GOAL: Count the lines below that contain the string "strap", treating case as significant. Give only the number.

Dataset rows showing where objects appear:
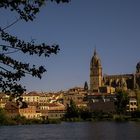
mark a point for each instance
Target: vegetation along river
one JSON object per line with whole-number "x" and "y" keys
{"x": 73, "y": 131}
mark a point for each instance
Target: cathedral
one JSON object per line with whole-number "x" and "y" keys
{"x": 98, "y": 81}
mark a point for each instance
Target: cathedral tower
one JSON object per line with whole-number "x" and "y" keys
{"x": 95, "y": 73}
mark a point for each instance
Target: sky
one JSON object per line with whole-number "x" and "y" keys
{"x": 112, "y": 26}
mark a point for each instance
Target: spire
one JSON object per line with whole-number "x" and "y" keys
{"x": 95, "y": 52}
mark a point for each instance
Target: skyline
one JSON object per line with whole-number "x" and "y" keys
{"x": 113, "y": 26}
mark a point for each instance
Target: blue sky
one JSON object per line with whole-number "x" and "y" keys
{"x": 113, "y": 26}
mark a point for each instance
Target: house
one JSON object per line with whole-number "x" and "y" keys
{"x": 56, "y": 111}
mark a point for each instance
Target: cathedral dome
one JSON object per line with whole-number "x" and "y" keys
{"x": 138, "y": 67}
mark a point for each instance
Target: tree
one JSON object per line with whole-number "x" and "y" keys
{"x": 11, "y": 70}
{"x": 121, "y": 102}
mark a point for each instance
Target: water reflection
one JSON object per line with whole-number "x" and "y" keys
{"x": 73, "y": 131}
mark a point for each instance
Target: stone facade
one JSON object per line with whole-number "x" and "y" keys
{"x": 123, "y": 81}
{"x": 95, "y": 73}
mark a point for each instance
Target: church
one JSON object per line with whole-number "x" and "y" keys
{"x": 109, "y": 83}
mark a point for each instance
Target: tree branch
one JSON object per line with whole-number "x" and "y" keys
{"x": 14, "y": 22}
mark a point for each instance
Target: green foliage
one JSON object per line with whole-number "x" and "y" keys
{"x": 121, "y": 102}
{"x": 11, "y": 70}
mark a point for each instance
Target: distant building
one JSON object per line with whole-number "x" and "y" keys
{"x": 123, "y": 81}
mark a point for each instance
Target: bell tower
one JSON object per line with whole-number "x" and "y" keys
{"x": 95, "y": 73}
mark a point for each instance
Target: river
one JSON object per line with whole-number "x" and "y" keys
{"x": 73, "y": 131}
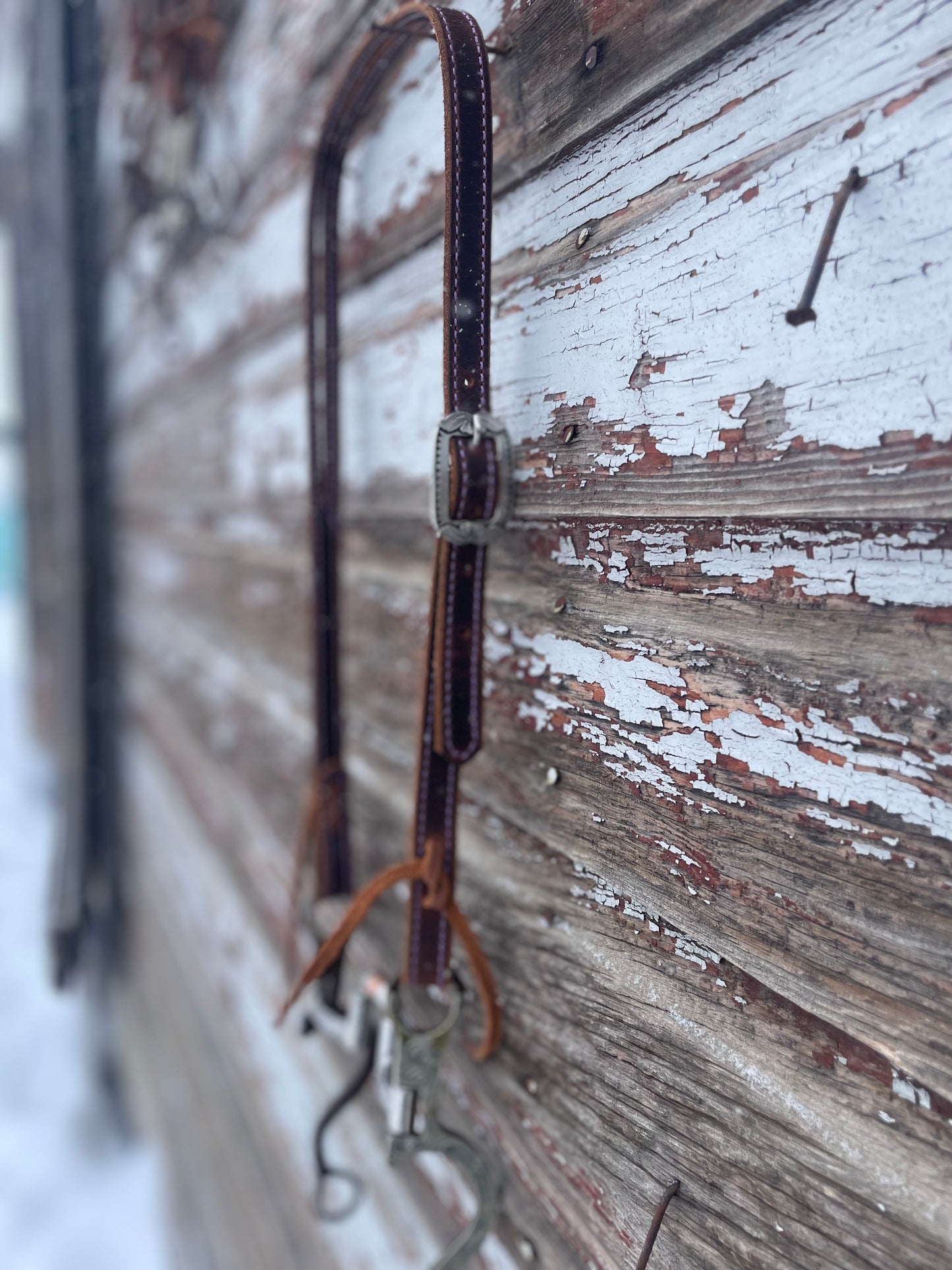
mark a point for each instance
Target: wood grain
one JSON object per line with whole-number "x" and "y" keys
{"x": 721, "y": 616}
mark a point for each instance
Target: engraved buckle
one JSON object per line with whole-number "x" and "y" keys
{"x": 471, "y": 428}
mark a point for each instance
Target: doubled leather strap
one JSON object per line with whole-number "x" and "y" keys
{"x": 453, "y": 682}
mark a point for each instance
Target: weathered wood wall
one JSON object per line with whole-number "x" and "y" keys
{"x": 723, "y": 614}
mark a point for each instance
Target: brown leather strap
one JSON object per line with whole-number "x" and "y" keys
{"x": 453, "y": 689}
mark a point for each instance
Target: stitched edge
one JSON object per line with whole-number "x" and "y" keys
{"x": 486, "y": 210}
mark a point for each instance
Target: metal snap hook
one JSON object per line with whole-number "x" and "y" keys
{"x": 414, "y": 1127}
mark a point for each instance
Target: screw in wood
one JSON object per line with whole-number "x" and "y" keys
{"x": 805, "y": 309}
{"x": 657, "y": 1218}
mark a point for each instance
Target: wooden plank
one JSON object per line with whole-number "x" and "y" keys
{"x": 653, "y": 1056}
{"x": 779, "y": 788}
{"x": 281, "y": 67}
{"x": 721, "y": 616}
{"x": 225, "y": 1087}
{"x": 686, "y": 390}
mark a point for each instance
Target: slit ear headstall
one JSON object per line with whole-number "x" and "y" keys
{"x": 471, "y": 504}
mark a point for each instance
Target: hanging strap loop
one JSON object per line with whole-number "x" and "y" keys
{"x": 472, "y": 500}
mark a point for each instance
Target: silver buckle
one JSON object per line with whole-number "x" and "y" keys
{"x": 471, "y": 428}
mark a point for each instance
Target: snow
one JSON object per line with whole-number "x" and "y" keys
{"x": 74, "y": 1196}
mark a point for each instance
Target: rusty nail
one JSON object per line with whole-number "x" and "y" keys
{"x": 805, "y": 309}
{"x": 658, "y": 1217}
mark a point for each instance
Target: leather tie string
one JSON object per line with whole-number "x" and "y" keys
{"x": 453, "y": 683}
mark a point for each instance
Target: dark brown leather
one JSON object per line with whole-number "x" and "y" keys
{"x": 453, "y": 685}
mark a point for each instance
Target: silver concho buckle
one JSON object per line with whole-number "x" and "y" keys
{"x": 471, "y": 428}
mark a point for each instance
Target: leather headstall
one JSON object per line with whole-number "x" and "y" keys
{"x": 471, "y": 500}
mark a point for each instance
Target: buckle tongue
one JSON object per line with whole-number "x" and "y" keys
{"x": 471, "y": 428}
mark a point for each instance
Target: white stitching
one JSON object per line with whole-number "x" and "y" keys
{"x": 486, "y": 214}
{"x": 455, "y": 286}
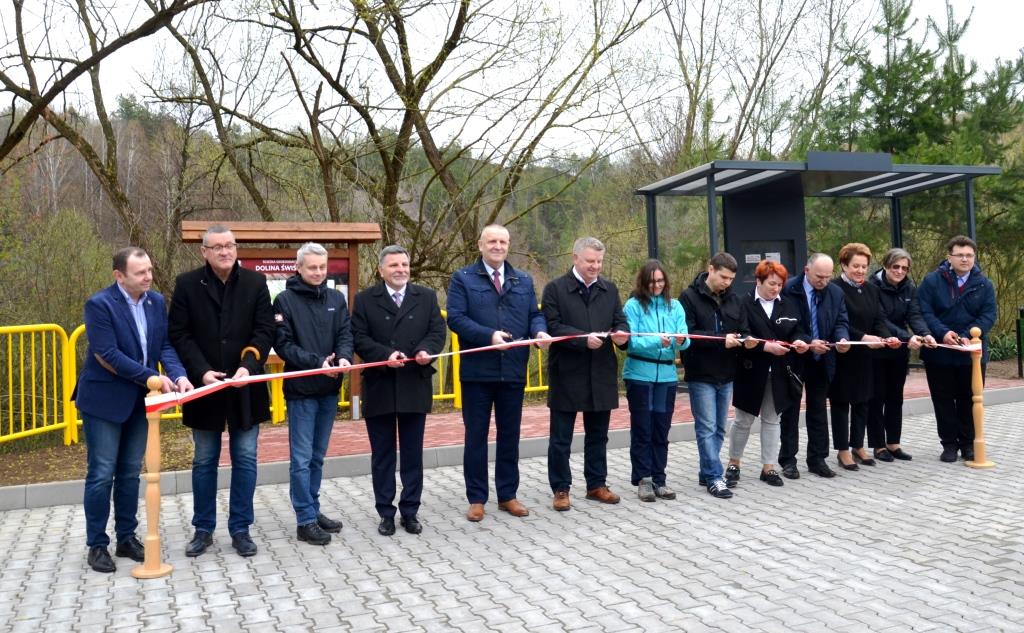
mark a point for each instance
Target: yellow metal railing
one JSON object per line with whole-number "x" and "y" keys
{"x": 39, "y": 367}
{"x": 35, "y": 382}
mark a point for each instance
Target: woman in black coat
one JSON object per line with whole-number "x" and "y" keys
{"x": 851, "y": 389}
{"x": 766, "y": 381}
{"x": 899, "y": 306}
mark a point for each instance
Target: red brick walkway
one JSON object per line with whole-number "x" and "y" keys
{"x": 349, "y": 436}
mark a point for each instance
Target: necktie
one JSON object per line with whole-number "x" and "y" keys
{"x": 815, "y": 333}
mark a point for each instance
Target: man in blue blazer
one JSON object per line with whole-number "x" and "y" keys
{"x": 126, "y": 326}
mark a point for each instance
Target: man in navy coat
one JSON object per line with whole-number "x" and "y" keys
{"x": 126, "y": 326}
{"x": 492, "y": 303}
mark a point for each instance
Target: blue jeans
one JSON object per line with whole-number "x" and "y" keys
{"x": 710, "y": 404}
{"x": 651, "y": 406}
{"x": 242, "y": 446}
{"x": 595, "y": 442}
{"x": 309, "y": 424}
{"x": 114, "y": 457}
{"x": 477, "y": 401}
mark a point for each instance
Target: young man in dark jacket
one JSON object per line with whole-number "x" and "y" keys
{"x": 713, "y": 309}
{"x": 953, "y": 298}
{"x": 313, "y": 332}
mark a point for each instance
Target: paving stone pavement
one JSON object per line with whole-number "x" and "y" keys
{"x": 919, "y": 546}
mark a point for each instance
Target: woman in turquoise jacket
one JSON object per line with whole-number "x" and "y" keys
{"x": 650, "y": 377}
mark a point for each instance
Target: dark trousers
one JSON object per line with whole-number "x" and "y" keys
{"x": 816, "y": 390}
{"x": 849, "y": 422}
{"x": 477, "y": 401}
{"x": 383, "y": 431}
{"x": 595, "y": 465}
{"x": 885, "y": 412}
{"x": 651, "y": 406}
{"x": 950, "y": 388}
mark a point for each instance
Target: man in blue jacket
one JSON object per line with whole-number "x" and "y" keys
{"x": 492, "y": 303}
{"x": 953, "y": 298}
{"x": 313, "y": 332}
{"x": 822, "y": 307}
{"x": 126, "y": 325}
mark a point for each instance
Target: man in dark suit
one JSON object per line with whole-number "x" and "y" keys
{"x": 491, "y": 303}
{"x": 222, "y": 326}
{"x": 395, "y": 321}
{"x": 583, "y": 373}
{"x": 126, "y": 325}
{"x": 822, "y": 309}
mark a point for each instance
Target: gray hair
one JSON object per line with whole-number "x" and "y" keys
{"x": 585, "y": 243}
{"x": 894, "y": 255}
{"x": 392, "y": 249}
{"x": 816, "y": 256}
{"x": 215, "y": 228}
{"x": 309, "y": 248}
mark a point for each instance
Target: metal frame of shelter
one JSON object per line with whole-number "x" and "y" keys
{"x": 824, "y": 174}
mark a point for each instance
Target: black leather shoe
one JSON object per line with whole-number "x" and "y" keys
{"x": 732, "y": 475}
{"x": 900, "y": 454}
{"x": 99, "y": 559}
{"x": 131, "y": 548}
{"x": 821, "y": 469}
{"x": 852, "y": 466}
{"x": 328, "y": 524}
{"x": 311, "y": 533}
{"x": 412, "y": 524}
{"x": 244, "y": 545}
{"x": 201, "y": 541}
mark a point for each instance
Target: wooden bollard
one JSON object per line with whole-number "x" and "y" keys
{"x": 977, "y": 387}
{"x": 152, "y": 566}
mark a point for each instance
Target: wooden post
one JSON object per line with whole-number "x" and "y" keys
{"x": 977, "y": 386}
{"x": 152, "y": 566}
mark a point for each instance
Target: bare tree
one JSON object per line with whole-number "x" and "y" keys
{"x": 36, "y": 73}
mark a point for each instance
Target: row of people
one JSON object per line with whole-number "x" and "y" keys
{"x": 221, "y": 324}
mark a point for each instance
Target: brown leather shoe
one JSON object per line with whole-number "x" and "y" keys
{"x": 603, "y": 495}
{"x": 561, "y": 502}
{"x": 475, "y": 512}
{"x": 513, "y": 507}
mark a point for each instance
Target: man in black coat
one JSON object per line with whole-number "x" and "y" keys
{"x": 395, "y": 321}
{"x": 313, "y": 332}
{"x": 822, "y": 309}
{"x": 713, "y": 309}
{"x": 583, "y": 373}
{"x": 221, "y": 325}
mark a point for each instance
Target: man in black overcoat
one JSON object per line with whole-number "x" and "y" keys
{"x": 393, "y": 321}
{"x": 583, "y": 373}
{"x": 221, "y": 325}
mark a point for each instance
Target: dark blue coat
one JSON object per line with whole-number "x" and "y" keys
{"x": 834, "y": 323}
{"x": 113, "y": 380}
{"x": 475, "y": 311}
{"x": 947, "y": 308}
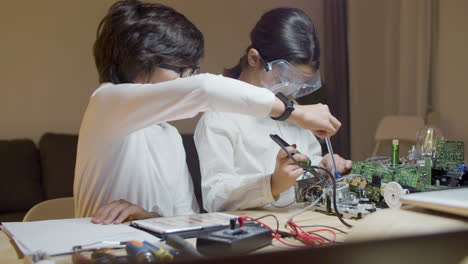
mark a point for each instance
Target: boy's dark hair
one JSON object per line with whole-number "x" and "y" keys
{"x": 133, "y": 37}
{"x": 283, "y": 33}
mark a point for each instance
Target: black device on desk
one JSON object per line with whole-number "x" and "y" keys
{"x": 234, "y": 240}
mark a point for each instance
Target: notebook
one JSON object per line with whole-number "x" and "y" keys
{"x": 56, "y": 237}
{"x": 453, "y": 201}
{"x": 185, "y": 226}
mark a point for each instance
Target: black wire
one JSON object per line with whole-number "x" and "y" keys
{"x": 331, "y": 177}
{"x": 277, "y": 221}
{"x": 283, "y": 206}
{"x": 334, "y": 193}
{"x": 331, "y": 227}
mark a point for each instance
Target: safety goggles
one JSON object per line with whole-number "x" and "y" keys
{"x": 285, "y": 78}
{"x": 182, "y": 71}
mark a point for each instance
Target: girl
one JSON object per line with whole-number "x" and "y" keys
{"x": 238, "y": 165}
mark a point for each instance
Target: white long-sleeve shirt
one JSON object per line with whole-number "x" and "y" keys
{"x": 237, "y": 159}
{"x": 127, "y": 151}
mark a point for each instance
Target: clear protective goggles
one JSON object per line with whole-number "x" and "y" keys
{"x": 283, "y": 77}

RESPONSE TO THIS TASK: 3